» Extracted data
-*-*-

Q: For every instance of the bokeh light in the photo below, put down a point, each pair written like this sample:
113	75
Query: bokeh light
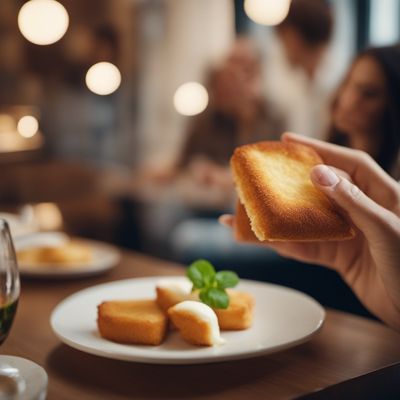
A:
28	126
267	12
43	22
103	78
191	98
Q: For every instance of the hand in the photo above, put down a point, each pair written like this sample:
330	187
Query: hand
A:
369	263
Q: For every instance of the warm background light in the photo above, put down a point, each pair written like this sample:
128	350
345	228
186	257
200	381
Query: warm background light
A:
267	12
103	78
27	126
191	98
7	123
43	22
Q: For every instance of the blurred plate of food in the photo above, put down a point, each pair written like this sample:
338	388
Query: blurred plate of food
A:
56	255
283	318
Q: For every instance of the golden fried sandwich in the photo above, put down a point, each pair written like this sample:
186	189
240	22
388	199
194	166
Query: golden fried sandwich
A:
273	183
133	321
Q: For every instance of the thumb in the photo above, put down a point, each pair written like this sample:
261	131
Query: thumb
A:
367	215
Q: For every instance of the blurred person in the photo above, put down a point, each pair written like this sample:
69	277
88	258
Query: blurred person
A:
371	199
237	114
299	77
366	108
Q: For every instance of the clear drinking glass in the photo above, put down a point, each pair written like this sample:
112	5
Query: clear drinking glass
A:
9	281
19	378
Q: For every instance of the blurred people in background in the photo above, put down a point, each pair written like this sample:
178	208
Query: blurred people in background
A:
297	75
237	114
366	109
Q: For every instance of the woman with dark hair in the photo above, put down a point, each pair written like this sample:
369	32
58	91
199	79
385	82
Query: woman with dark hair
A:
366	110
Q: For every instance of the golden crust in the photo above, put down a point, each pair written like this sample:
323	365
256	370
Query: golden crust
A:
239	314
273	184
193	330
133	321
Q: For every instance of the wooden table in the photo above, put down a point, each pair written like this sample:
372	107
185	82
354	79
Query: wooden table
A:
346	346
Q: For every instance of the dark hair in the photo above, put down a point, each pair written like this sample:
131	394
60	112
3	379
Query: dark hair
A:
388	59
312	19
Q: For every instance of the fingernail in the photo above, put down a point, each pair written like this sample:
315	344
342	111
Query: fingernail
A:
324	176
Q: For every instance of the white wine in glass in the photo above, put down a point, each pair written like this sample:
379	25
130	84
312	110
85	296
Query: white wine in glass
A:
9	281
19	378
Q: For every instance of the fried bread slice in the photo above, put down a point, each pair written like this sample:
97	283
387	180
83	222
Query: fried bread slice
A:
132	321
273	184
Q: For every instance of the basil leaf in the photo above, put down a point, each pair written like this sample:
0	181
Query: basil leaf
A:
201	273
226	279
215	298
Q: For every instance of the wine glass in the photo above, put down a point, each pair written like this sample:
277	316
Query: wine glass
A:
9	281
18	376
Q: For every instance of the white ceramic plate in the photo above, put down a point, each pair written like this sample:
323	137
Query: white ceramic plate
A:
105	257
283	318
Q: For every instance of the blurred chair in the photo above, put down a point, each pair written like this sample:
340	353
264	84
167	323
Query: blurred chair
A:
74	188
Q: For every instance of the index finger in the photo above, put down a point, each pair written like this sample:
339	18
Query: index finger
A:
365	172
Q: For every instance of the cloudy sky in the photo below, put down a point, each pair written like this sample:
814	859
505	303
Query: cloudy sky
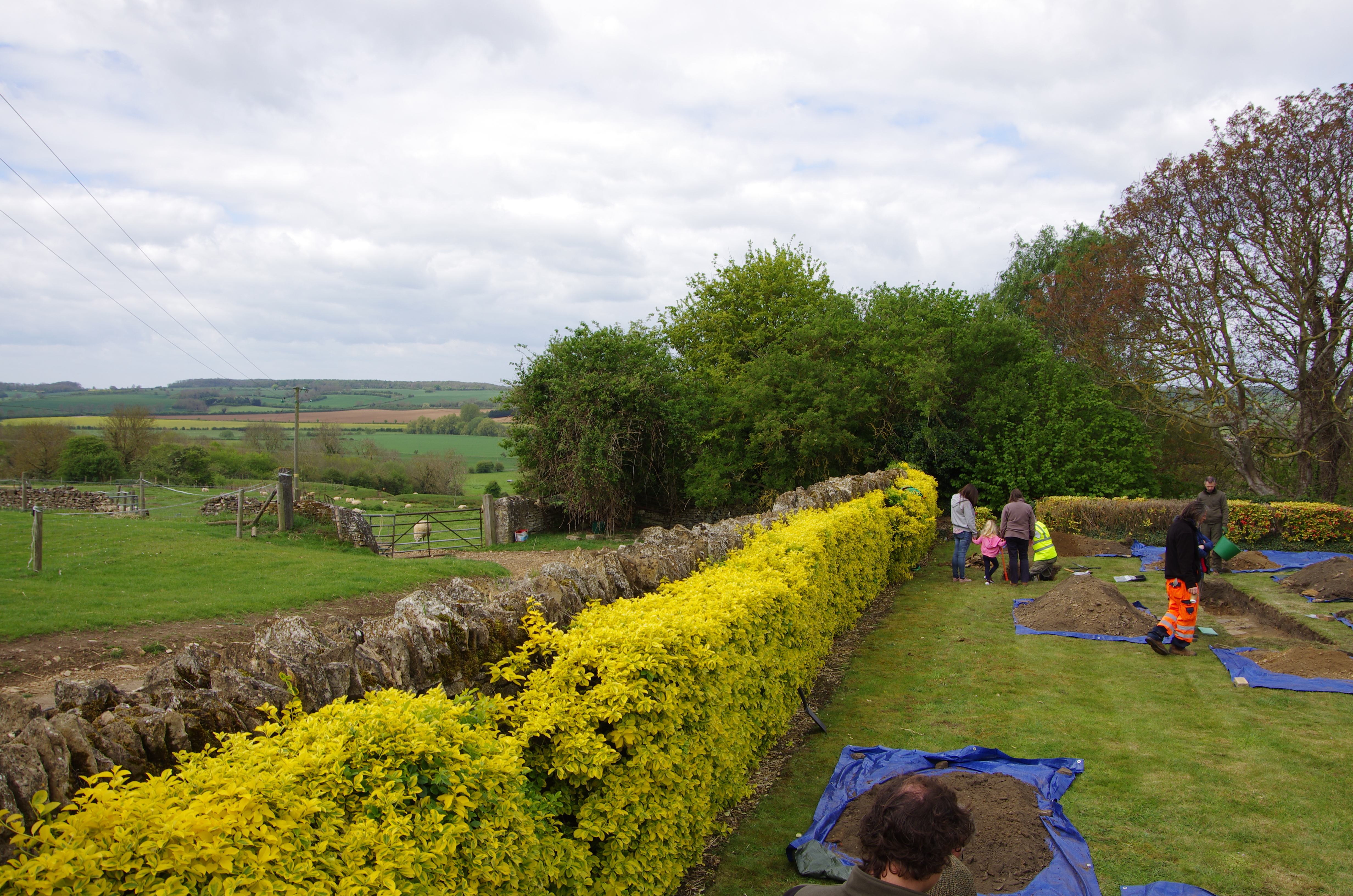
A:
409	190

-*-*-

» Exercise directions
Which lines above contain the word "warm"? Copy all of them.

» Solution for this problem
Q: For every instance of the warm background light in the photo above, put down a point, each pair written like this sample:
Query: warm background light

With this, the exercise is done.